Da wollte ich gestern Abend – ich hatte es erwähnt – meine aktuelle Lektüre beenden und mir nichts, dir nichts brannte mir mitten in der Nacht die Glühbirne meiner Nachttischlampe durch und so musste ich mir heute noch den halben Abend lesend auf der Couch um die Ohren schlagen, nur um euch heute noch von dem Buch erzählen zu können, das ich nun hiermit beendet habe. Was sich aber ärgerlich anhört, war nicht halb so schlimm, da die Lektüre selbst außerordentlich packend und gleichermaßen kurzweilig war, wie ihr nachfolgend werdet lesen können.
Am Ende aller Zeiten
The End of the World Running Club, UK 2016, 432 Seiten
© FISCHER Tor
Adrian J Walker
Nadine Püschel
Gesine Schröder
FISCHER Tor
978-3-596-03704-9
Endzeit | Drama | Abenteuer
Inhalt:
Ich glaube, was ich glaube, damit das Leben weniger beängstigend ist. Unser Glaube ist nur eine Sammlung von Geschichten, die wir uns selbst erzählen, um uns die Angst zu nehmen. Glaube hat sehr wenig mit der Wahrheit zu tun.

● **AUFGABE 1**: Schreib die Datensätze noch einmal ab und ersetze dabei überall „Outline“ durch „Trace“, ohne sonst etwas zu ändern. Die Bilder lässt du dabei weg.
Der Textauszug und die Datensätze haben nichts miteinander zu tun.

● **GEGEBENE DATEN**:
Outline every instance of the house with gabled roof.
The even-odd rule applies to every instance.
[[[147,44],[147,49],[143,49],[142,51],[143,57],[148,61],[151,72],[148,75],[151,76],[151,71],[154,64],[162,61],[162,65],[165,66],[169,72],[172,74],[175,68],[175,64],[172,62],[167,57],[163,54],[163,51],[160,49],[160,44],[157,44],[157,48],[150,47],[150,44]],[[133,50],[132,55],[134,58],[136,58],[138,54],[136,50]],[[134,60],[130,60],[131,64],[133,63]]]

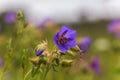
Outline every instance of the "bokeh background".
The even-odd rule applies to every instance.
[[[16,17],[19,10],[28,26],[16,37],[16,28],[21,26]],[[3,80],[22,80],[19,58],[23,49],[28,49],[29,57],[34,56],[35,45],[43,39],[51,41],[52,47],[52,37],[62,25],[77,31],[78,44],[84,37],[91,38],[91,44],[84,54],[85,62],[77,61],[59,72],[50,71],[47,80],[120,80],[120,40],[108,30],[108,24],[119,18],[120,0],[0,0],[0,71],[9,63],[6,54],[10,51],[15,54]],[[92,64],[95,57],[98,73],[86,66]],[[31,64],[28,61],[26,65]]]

● **AUFGABE 2**: Warum musste laut Textauszug der halbe Abend lesend auf der Couch verbracht werden?

● **ANTWORT 1**:
Trace every instance of the house with gabled roof.
The even-odd rule applies to every instance.
[[[147,44],[147,49],[143,49],[142,51],[143,57],[148,61],[151,72],[148,75],[151,76],[151,71],[154,64],[162,61],[162,65],[165,66],[169,72],[172,74],[175,68],[175,64],[172,62],[167,57],[163,54],[163,51],[160,49],[160,44],[157,44],[157,48],[150,47],[150,44]],[[133,50],[132,55],[134,58],[136,58],[138,54],[136,50]],[[134,60],[130,60],[131,64],[133,63]]]

Trace every instance of the "bokeh background".
The even-odd rule applies to every instance.
[[[16,17],[19,10],[28,26],[16,37],[16,28],[21,26]],[[3,80],[22,80],[19,58],[23,49],[28,49],[29,57],[34,56],[35,45],[43,39],[51,41],[52,47],[52,37],[62,25],[77,31],[78,44],[84,37],[91,38],[91,44],[84,54],[85,62],[77,61],[59,72],[50,71],[47,80],[120,80],[120,40],[108,30],[108,24],[119,18],[120,0],[0,0],[0,71],[9,63],[6,54],[10,51],[15,54]],[[92,64],[95,57],[98,73],[86,66]],[[31,64],[28,61],[26,65]]]

● **ANTWORT 2**: Weil die Glühbirne der Nachttischlampe mitten in der Nacht durchgebrannt war.